_Provided data_.

==================================================

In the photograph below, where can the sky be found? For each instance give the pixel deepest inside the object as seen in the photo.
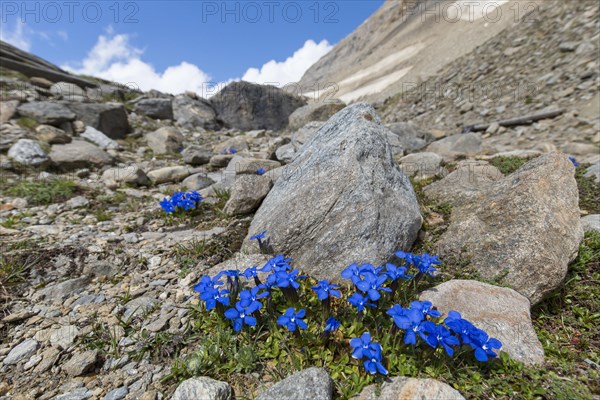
(174, 46)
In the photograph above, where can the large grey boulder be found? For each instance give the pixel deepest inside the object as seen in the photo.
(194, 113)
(108, 118)
(165, 140)
(52, 135)
(247, 193)
(158, 108)
(345, 199)
(248, 106)
(28, 152)
(288, 151)
(46, 112)
(309, 384)
(523, 229)
(317, 111)
(99, 138)
(403, 388)
(501, 312)
(422, 165)
(203, 388)
(196, 155)
(79, 154)
(464, 183)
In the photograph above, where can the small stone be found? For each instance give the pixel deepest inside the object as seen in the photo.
(196, 155)
(22, 351)
(117, 394)
(591, 223)
(165, 140)
(137, 307)
(78, 202)
(309, 384)
(99, 138)
(197, 182)
(28, 152)
(493, 128)
(52, 135)
(81, 363)
(203, 388)
(169, 174)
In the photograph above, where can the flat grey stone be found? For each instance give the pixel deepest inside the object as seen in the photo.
(308, 384)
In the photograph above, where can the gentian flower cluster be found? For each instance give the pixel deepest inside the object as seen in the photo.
(247, 298)
(185, 201)
(413, 320)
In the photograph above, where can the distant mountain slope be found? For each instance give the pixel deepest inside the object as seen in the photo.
(406, 41)
(29, 65)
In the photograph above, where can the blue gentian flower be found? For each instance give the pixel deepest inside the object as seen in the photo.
(436, 335)
(371, 285)
(359, 301)
(181, 200)
(324, 290)
(425, 263)
(362, 346)
(292, 319)
(574, 161)
(283, 279)
(250, 272)
(352, 273)
(394, 273)
(484, 345)
(373, 363)
(332, 324)
(251, 297)
(241, 314)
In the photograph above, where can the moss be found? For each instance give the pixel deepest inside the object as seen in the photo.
(589, 192)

==================================================

_Challenge_. Every record above must be given again exactly; drop the pictures.

_Exercise output_.
In the photograph below, where can the sky be found? For each instance give the pixel deepest inside the object as seen in the photo.
(174, 46)
In the photograph above, where can the large grey boulder be found? For each instance give the pixel deepest inside the object as seen in the photo.
(194, 113)
(108, 118)
(165, 140)
(52, 135)
(247, 193)
(158, 108)
(345, 199)
(248, 106)
(28, 152)
(288, 151)
(46, 112)
(309, 384)
(523, 229)
(317, 111)
(99, 138)
(403, 388)
(501, 312)
(422, 165)
(203, 388)
(196, 155)
(79, 154)
(464, 183)
In the photograph above, where can the small stone be found? For each instance give the pixel deepest inside the object as seen in the photo.
(196, 155)
(22, 351)
(117, 394)
(591, 223)
(165, 140)
(137, 307)
(78, 202)
(309, 384)
(99, 138)
(197, 182)
(28, 152)
(493, 128)
(52, 135)
(81, 363)
(203, 388)
(169, 174)
In the photograph above, where can the flat grey stone be found? For each instance give the pixel deepest inside the object as seen in the photo.
(308, 384)
In the photograph above, where can the gentian flower cluster be found? For each instance give the pixel deepest inside the object as seen in the photo.
(247, 298)
(185, 201)
(413, 320)
In the photograph above, where can the distant mountain slope be found? For each instance give the pixel deepest inside the object as seen in the photo.
(406, 41)
(29, 65)
In the photograph above, where can the blue gentian flower be found? For each instance give the pixel deepest inside the object as seen in the photo.
(436, 335)
(371, 285)
(359, 301)
(181, 200)
(324, 290)
(425, 263)
(362, 346)
(292, 319)
(574, 161)
(283, 279)
(250, 272)
(352, 273)
(394, 273)
(484, 345)
(373, 363)
(332, 324)
(251, 297)
(241, 314)
In the photograph above, where can the moss be found? For each instance give the pixel deepest inside the object as seen in the photo.
(589, 192)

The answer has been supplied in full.